_EXERCISE BRIEF:_
Reproduce the material below word for word, omitting any pictures.

_Source data:_
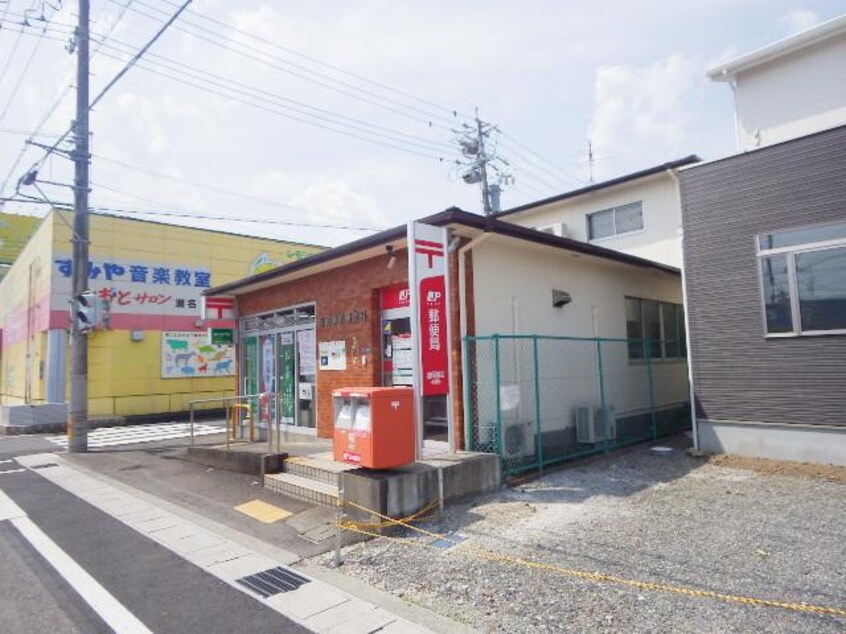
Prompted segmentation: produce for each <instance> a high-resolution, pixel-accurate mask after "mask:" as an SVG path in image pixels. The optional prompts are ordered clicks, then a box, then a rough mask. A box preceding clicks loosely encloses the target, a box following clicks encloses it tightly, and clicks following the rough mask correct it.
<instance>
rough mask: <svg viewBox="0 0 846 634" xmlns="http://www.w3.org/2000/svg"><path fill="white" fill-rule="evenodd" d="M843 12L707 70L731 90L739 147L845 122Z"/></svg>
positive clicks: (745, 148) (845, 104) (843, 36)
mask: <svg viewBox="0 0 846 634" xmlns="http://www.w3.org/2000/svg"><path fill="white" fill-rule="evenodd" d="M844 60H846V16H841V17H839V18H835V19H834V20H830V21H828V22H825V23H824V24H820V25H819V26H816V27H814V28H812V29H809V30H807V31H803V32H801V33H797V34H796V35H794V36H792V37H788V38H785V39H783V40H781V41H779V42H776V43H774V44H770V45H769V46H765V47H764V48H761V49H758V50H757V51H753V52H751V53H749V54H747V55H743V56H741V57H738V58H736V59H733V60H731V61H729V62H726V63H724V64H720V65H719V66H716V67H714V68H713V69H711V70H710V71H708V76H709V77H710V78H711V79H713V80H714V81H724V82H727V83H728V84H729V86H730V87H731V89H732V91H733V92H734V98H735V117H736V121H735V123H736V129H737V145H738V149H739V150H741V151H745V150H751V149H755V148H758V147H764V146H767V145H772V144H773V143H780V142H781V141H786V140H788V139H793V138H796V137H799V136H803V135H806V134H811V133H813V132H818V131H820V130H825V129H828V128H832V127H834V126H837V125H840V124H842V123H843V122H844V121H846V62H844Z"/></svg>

_SOLUTION BELOW:_
Prompted segmentation: produce for each <instance> a high-resolution, pixel-accurate mask after "mask:" as an SVG path in image pixels. The optional prompts are ordered clicks, then a box, then a rough mask. A box preceding clicks loosely encloses the target, a box following clicks encloses it tightly, and clicks following the rough mask correct it.
<instance>
rough mask: <svg viewBox="0 0 846 634" xmlns="http://www.w3.org/2000/svg"><path fill="white" fill-rule="evenodd" d="M843 12L707 70L731 90L739 147L845 122Z"/></svg>
positive clicks: (745, 148) (845, 104) (843, 36)
mask: <svg viewBox="0 0 846 634" xmlns="http://www.w3.org/2000/svg"><path fill="white" fill-rule="evenodd" d="M844 60H846V16H841V17H839V18H835V19H834V20H830V21H828V22H825V23H824V24H820V25H819V26H816V27H814V28H812V29H809V30H807V31H803V32H801V33H797V34H796V35H794V36H792V37H788V38H785V39H783V40H781V41H779V42H776V43H774V44H770V45H769V46H765V47H764V48H761V49H758V50H757V51H753V52H751V53H749V54H747V55H743V56H741V57H738V58H736V59H733V60H731V61H729V62H726V63H724V64H720V65H719V66H716V67H714V68H713V69H711V70H710V71H708V76H709V77H710V78H711V79H713V80H714V81H724V82H727V83H728V84H729V86H730V87H731V89H732V91H733V92H734V98H735V117H736V121H735V123H736V129H737V145H738V149H739V150H741V151H745V150H751V149H755V148H758V147H764V146H767V145H772V144H773V143H780V142H781V141H786V140H788V139H793V138H796V137H799V136H803V135H806V134H811V133H813V132H818V131H820V130H825V129H828V128H832V127H834V126H837V125H840V124H842V123H843V122H844V121H846V62H844Z"/></svg>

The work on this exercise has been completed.